=== SELECTED PASSAGE ===
Then I had to give myself my neupogen shot. I was a little nervous, to say the least, but I got it done without hitting another blood vessel. Then I sat down to go to the bathroom before bedtime, and that is where the proverbial you-know-what hit the fan. Or more accurately, didn't. My decreased fluid intake while I've had the thrush infection caught up with me, and I had all the classic signs of impaction. I now know exactly how Elvis felt when he died in similar straits. After 12 hours, 4 enemas, a suppository, and a lot of dirty work with gloves and jelly, I think I have it all out. The doctor told me that if I didn't have it out by afternoon, I'd have to go to the ER and let them dig it out. No way! I did this in college, working with a gal with advanced multiple sclerosis, so I know how to do it. So I did. It's ironic. I liked the gal I worked with, but I really, really hated that part of the job. Now I think of the amount of embarrassment it saved me, and I am so grateful for what she taught me. I know it must have been embarrassing and unpleasant for her, but she handled it with such grace and dignity. I used to marvel at that, thinking that if I ever got to the point where the only way I could have a bowel movement was to have someone dig it out of me, I'd rather be dead. Now I know that you do what you have to to survive. One day at a time. Or sometimes, one minute at a time. And you smile. And you go on. Because you must. There aren't any other choices if you want to live.

I was telling my massage therapist on Tuesday that I had never really understood the philosophy of One Day at a Time. She shared with me her own journey in coming to understand that as the spouse of an alcoholic. It's a daily struggle for her, even after years of doing the weekly meetings. I don't believe having that discussion with her just a day before this was a coincidence. I call these things Godincidences. He always provides what I need when I need it.
posted by Karen Weber Thursday, August 24, 2000

Friday, August 25, 2000

I am feeling soooooo much better today! I had a problem with my body temp last night - running between 100.3 and 101.3. Drank a lot of ice water, took a couple cold showers. I got it down under 100 before going to bed. It's normal this morning. Rick was so good yesterday - running to get whatever I needed. I rousted him at 4:30 for the enemas and he never complained. He stayed home from work for several hours to make sure I was going to be all right. Then last night he brought home the entire produce department from the grocery store. Fruit is really the only thing that tastes normal to me with this stupid thrush infection in my mouth. I really thought it would be mostly cleared up by now, but it's not. Water still tastes awful, but I'm forcing it anyway. I don't want to go through another day like yesterday ever again.
posted by Karen Weber Friday, August 25, 2000

Saturday, August 26, 2000

Shrinking Breast Cancer - using counseling, imagery and dietary intervention to improve quality of life for people undergoing treatment for breast cancer.

Just took it easy today. Feeling even better, but now starting to have some bone pain from the neupogen. Hoping tomorrow will be better. Just tonight's shot + one more to go anyway, so we're almost done with this round. I've entered the dry mouth stage of the post-chemo. I have a nice big sore on the right side of my tongue, but it's not hurting too much yet. The left side is red and swollen as is the tip, so I'm expecting sores there soon as well. To be honest, I think these are the worst part of doing the chemo. They interfere with talking, eating, drinking, even sleeping. And they last for about 10 days.

Watched a great Danny Kaye movie tonight. I'd just seen Nathan Lane doing a tribute to him with the Boston Pops this week, so Rick picked up some of his movies for our weekend watching. Lots of fun!

=== DATA PROVIDED ===
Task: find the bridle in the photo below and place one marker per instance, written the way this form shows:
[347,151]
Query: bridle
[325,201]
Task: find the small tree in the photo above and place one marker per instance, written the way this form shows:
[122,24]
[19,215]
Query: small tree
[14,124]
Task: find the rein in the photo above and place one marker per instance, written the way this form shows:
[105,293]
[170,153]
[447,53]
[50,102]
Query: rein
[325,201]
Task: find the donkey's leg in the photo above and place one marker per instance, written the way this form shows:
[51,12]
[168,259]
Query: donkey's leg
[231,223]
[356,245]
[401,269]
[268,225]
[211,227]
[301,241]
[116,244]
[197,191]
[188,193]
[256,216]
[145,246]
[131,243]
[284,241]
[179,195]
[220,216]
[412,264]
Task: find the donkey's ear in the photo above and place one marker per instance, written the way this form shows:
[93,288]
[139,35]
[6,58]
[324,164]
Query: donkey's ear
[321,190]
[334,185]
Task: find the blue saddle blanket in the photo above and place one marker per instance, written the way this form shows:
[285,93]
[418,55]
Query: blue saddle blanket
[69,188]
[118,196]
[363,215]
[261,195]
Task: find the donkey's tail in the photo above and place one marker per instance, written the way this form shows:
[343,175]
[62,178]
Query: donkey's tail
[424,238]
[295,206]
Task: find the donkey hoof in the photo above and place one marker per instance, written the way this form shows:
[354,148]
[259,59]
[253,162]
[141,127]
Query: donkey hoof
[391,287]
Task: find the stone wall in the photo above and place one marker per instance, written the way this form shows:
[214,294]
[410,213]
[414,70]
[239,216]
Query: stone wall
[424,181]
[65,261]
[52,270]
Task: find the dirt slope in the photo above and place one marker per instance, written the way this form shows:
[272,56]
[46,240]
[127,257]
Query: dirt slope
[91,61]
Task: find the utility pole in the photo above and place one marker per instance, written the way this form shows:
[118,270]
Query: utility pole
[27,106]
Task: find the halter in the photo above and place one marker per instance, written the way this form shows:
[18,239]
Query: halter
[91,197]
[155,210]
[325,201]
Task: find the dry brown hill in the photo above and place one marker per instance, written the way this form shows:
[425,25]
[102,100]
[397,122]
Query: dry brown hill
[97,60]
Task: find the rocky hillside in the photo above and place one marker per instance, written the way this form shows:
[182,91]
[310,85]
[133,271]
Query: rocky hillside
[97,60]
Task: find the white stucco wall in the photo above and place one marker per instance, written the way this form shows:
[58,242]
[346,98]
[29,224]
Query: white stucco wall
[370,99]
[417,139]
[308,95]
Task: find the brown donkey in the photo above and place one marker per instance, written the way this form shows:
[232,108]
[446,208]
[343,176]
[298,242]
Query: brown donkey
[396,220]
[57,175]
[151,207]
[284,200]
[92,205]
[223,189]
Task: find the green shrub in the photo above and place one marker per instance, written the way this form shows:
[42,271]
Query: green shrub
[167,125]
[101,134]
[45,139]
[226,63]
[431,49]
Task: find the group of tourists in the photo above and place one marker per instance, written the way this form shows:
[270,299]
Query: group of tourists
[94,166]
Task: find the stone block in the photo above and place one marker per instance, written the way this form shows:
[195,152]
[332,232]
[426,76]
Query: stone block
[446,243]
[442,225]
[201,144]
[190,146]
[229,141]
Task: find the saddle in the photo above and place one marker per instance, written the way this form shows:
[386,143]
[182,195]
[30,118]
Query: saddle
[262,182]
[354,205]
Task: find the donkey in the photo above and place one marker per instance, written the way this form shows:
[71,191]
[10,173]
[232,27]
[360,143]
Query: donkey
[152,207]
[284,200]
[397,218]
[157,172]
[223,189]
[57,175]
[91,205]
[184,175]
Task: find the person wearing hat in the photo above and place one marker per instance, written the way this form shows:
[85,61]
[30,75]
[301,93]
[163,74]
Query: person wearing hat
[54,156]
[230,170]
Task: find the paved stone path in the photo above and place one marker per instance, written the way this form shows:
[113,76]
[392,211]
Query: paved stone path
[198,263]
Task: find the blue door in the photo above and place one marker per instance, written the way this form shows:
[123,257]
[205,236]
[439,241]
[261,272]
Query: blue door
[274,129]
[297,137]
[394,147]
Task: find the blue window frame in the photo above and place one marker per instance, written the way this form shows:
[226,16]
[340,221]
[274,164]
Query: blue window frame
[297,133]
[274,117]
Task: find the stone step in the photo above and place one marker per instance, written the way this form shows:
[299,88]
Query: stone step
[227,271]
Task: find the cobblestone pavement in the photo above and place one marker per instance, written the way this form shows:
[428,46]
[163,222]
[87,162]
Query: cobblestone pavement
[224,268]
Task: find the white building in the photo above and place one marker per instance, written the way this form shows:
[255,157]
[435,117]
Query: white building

=== EXERCISE OBJECTIVE ===
Write out the stretch of the chemotherapy diary above from "I am feeling" through "yesterday ever again.", word for word.

=== WRITTEN RESPONSE ===
I am feeling soooooo much better today! I had a problem with my body temp last night - running between 100.3 and 101.3. Drank a lot of ice water, took a couple cold showers. I got it down under 100 before going to bed. It's normal this morning. Rick was so good yesterday - running to get whatever I needed. I rousted him at 4:30 for the enemas and he never complained. He stayed home from work for several hours to make sure I was going to be all right. Then last night he brought home the entire produce department from the grocery store. Fruit is really the only thing that tastes normal to me with this stupid thrush infection in my mouth. I really thought it would be mostly cleared up by now, but it's not. Water still tastes awful, but I'm forcing it anyway. I don't want to go through another day like yesterday ever again.